- [Textauszug]
Veröffentlicht im Magazin "Cruise Liner in Hamburg erleben"

Seil-Tanzen

"Die Tanzfläche muss brennen!!!" ­ Was nach dem Ausruf eines Pyromanen klingt, stellt sich als Anfeuerungsversuch heraus: Choreograph Laris Gec will europäischen Tänzerinnen so etwas wie brasilianisches Feuer entlocken. Wir sind bei SeeLive Tivoli in der Seilerstraße, und heute geht’s um den künstlerischen Nachwuchs und deren Aufnahme auf die AIDA-Flotte. Aha, werden jetzt alle sagen, die das Schiff ãmit dem Lächeln“, die AIDAdiva, im Hamburger Hafen erlebt haben.

SeeLive ist Teil einer Dreierbeziehung, eines so genannten Joint Venture: mit Schmidt’s Tivoli und der Reederei AIDA Cruizers ­ klar, was die sich auf ihre Fahnen geschrieben haben. Sitz ist eine alte Grundschule auf dem Hamburger Kiez, wo es hinter der Gründerzeit-Fassade glitzern und showbizzeln darf. Das Unternehmen mit dem symbolträchtigen Namen sorgt für das Wohlergehen von Tausenden von Passagieren und verknüpft Kultur mit Kurzweil und Glamour für das Leben an Bord.

- [Bereitgestellte Daten]
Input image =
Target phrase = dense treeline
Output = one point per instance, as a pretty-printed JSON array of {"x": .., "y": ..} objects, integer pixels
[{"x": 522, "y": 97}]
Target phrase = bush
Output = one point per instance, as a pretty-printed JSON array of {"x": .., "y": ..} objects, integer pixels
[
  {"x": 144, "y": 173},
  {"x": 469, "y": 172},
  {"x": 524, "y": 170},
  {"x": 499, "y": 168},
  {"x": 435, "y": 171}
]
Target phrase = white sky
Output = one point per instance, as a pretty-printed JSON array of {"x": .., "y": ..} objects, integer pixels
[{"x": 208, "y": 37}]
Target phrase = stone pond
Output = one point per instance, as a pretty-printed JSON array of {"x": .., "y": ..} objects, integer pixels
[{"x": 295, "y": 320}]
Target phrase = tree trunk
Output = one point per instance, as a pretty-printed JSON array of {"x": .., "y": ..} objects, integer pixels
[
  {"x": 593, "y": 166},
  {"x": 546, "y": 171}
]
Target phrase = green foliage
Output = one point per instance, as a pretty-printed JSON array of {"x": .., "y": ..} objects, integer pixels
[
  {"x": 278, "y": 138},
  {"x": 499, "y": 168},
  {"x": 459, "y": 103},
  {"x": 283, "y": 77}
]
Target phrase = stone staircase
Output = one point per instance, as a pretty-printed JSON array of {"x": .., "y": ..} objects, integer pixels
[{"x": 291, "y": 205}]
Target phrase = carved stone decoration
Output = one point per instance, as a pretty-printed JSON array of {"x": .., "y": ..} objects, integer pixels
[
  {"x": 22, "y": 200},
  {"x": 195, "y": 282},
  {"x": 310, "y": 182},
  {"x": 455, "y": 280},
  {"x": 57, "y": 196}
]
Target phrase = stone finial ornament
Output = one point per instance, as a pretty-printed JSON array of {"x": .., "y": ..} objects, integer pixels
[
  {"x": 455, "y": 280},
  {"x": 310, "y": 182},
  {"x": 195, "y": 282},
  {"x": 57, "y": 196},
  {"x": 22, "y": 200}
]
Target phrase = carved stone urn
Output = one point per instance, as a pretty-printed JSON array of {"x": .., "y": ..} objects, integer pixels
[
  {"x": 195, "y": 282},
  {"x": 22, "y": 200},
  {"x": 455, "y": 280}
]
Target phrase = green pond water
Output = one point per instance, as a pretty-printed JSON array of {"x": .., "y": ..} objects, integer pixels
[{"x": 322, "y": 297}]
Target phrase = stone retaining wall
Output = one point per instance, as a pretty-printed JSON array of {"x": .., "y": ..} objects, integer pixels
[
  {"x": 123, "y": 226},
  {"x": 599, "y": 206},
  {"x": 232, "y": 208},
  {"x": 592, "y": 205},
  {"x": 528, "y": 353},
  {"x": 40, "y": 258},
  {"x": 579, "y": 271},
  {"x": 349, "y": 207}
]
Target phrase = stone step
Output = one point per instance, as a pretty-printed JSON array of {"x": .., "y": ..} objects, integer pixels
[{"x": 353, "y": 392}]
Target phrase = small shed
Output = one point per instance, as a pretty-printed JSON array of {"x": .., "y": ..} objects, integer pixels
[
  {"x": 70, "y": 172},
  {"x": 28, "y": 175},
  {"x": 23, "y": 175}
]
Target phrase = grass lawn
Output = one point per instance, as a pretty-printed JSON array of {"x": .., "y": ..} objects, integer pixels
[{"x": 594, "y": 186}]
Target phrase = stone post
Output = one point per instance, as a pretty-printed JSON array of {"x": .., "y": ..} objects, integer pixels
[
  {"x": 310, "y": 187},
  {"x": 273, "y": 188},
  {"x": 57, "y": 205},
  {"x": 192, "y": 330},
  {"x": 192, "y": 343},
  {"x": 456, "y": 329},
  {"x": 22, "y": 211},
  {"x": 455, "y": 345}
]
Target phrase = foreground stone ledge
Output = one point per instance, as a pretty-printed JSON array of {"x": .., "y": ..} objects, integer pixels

- [Arbeitsauftrag 1]
Beantworte anhand des Textauszugs über SeeLive diese Fragen:
(a) Wie heißt der Choreograph?
(b) In welcher Straße ist SeeLive Tivoli?
(c) Wo hat das Unternehmen seinen Sitz?
- [Arbeitsauftrag 2] Setze den Textauszug über SeeLive nach seinem letzten Satz fort.

- [Ergebnis 1]
(a) Laris Gec
(b) In der Seilerstraße
(c) In einer alten Grundschule auf dem Hamburger Kiez

- [Ergebnis 2]
Dazu ist man in der Seilerstraße von Dach bis Keller auf Bühnenwirksamkeit eingestellt, passend zur Mitmieterin, der Hamburg School of Entertainment. Zwischen Flügel, Flitter und Fundus arbeiten die unterschiedlichsten Branchen auf vier Etagen, wo für die professionellen Shows auf hoher See fast alles hausgemacht wird: Profis entwickeln Darbietungen analog zum Reiseziel - hier wird auf höchstem Niveau organisiert und produziert.

Hinunter zum "Brennpunkt" ins Souterrain. Ein Drittel von etwa hundert auserwählten Bewerbern ist zur "Audition" erschienen. "Das ist normal", sagt Erick Pesqueira, Supervisor of Casting und als "Talente-Fischer“ tätig - nomen est omen, sein portugiesischer Name passt ganz wunderbar. Und er muss reichlich fischen für die expandierende AIDA-Flotte. Gesucht werden Solisten und Allrounder, bei einem Netz mit groben Löchern. Er hat auch ein paar "Call-backs“ angeschrieben, Darsteller, die bereits ihre Talente gezeigt haben. "Allrounder zu werden ist anspruchsvoll“, erzählt er, dafür sollten sowohl tänzerische, also auch gesangliche und darstellerische Fähigkeiten vereint sein. So etwas sei "ein Einstieg ins Musical-Geschäft, für Schulabgänger eine Superchance“, ergänzt Ursula Maile, Manager Show & Live Performance.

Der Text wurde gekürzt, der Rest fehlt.